Propos du réalisateur

Un concours de circonstances m'a amené à traiter trois fois le thème de Faust. D'abord avec Le Sujet du tableau (1989 — une commande pour un long métrage à plusieurs réalisateurs mais qui n'a pas abouti) ; ensuite avec La Course à l'abîme (1992), ce court métrage étant d'ailleurs parti d'une séquence cyclique du Sujet du tableau ; enfin, quelques années plus tard, avec L'Homme sans ombre, suite à lalecture du livre d'Adelbert von Chamisso, L'Étrange Histoire de Peter Schlemihl. À dire vrai, je ne connaissais pas ce texte : une amie me l'a recommandé, des idées visuelles sont venues. J'ai, par exemple, voulu que le magicien ressemble un peu au diable, incarné par Jules Berry, dans Les Visiteurs du soir (1942), de Marcel Carné. L'Homme sans ombre se passe d'ailleurs dans les années quarante.

Rythmes

Les contes également influencent beaucoup le scénario de mes films, car les contes peuvent se résumer plus facilement avec des images. D'autant que les contes usent du changement, de la métamorphose — tout comme les mythes — qui sont une particularité du film d'animation, sa spécialité. Je cherche souvent à en créer. Qu'est-ce qui pourrait se transformer, et comment ? Raccord de forme, souci de lier la narration dans l'image, c'est également pour cette raison que je fais des films qui sont des plans-séquences.
Le rythme, c'est la relation qu'il y a entre le film d'animation (surtout sans dialogue) et la musique. La bande sonore est essentielle dans mes films d'animation : musique, bruits, effets... Elle ne doit pas se contenter d'illustrer, d'autant que je ne fais jamais parler mes per sonnages. Ou alors, je n'envisage que des paroles chantées ou déclamées. Tout l'intérêt se porte alors sur le dessin, le son et le mouvement.

• • • •

=== Travail demandé ===
Résumez en deux phrases les propos du réalisateur ci-dessus.

=== Enregistrements extraits ===
• • • •

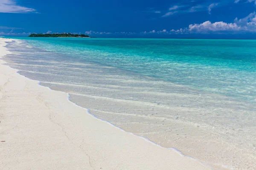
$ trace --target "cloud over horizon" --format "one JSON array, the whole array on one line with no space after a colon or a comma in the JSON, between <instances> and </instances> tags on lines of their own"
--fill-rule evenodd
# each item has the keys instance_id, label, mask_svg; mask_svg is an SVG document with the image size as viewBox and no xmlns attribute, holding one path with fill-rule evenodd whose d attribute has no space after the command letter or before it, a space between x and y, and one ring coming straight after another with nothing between
<instances>
[{"instance_id":1,"label":"cloud over horizon","mask_svg":"<svg viewBox=\"0 0 256 170\"><path fill-rule=\"evenodd\" d=\"M0 0L0 13L24 13L35 11L17 5L15 0Z\"/></svg>"}]
</instances>

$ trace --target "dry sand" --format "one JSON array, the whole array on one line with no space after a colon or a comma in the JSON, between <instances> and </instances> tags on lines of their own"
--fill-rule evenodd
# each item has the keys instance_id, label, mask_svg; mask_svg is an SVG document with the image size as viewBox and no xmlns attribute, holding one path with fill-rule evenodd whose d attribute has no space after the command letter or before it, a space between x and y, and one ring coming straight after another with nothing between
<instances>
[{"instance_id":1,"label":"dry sand","mask_svg":"<svg viewBox=\"0 0 256 170\"><path fill-rule=\"evenodd\" d=\"M9 53L0 38L0 58ZM0 60L0 169L207 170L87 113Z\"/></svg>"}]
</instances>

• • • •

=== Bonne réponse ===
Le réalisateur a traité trois fois le thème de Faust, avec Le Sujet du tableau, La Course à l'abîme et L'Homme sans ombre, ce dernier né de la lecture du livre d'Adelbert von Chamisso. Les contes, qui usent de la métamorphose, influencent beaucoup ses scénarios, et la bande sonore est essentielle dans ses films d'animation, où il ne fait jamais parler ses personnages.